Source extract>
··········
# Please Vote !!!! help me become Miss Rocklahoma!!



## Boz14 (May 20, 2009)

ROCKLAHOMA 2010

please select the link above!!!

please go vote for Me!! >>>JENNIFER <<<
to become the next Miss rocklahoma!!! 
every year we have a event RockLahoma where we have Hundreds of bands such as zz top saliva buckcherry ect for a weekend of Rock and Partying!! Miss Rocklahoma is crowned every year and I have made the top 10!!
please vote everyday till May 18th!!!!:woof:


----------



## Krystle_Ann (Apr 3, 2010)

Good luck! I voted! I love those bands (I'm a rock concert junkie! haha) Have fun & best of luck


----------



## Boz14 (May 20, 2009)

thank you!!!!


----------



## BittersweetEmbrace (Feb 24, 2010)

OOH! Is there gonna be any Bullet For My Valentine??


----------



## Krystle_Ann (Apr 3, 2010)

BittersweetEmbrace said:


> OOH! Is there gonna be any Bullet For My Valentine??


haha, I'm glad I'm not the only person that loves Bullet for my Valentine!!


----------



## BittersweetEmbrace (Feb 24, 2010)

Krystle_Ann said:


> haha, I'm glad I'm not the only person that loves Bullet for my Valentine!!


They're *FREAKIN' EPIC!* 
I'm listenin to Scream Aim Fire right now


----------



## aimee235 (Apr 29, 2007)

I voted. I'll try and remember to keep voting.


----------



## Krystle_Ann (Apr 3, 2010)
··········
Excerpts of location labeling data
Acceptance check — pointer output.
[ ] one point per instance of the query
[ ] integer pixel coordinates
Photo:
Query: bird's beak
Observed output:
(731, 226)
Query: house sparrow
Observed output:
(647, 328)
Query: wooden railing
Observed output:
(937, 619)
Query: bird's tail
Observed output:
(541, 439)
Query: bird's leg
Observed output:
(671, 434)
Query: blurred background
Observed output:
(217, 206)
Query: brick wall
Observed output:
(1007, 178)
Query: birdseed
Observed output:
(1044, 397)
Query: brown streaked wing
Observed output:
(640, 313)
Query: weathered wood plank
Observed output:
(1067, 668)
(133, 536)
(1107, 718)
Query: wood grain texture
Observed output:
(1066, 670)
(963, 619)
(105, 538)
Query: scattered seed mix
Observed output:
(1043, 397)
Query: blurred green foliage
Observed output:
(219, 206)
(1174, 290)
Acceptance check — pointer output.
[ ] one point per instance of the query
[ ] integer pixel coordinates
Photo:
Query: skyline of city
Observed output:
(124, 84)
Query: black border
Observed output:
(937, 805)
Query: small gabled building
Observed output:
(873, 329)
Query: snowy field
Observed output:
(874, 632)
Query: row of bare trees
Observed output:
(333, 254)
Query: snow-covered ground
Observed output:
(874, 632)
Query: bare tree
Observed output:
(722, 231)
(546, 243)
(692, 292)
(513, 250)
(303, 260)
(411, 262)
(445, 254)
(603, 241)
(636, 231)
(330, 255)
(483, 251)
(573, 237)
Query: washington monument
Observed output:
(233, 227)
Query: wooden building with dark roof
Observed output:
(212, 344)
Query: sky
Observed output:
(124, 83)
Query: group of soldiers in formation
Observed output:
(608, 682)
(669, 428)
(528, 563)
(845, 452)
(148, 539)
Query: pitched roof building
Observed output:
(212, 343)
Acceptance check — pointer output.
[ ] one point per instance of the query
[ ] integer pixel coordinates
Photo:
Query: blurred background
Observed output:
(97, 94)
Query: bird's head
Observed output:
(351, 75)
··········
Stated task> Extend the Miss Rocklahoma forum thread from the point where it stops. The entries are separate material and have no connection to the forum thread.

Output of the exercise>
BittersweetEmbrace said:


> They're *FREAKIN' EPIC!*
> I'm listenin to Scream Aim Fire right now


I just went to FYE a few hours ago and got their brand new cd so now I have them all!!! I <3 them


----------



## BittersweetEmbrace (Feb 24, 2010)

Krystle_Ann said:


> I just went to FYE a few hours ago and got their brand new cd so now I have them all!!! I <3 them


Ooh FEVER! I'm ready to get naughty. Uplaod the songs on youtube so i can hear them!!!


----------



## Rudy4747 (Nov 29, 2009)

good luck we voted for you.


----------



## Lex's Guardian (Aug 8, 2009)

Good luck!!! I thought you were the prettiest 

I'm more of an A Perfect Circle, Tool & Rage Against The Machine Amongst MANY more Kinda girl


----------



## American_Pit13 (Apr 23, 2007)

Good luck!


----------



## DueceAddicTed (Sep 28, 2009)

Okey Dokey Voted!


----------



## cEElint (Oct 6, 2009)

i like Lollie though..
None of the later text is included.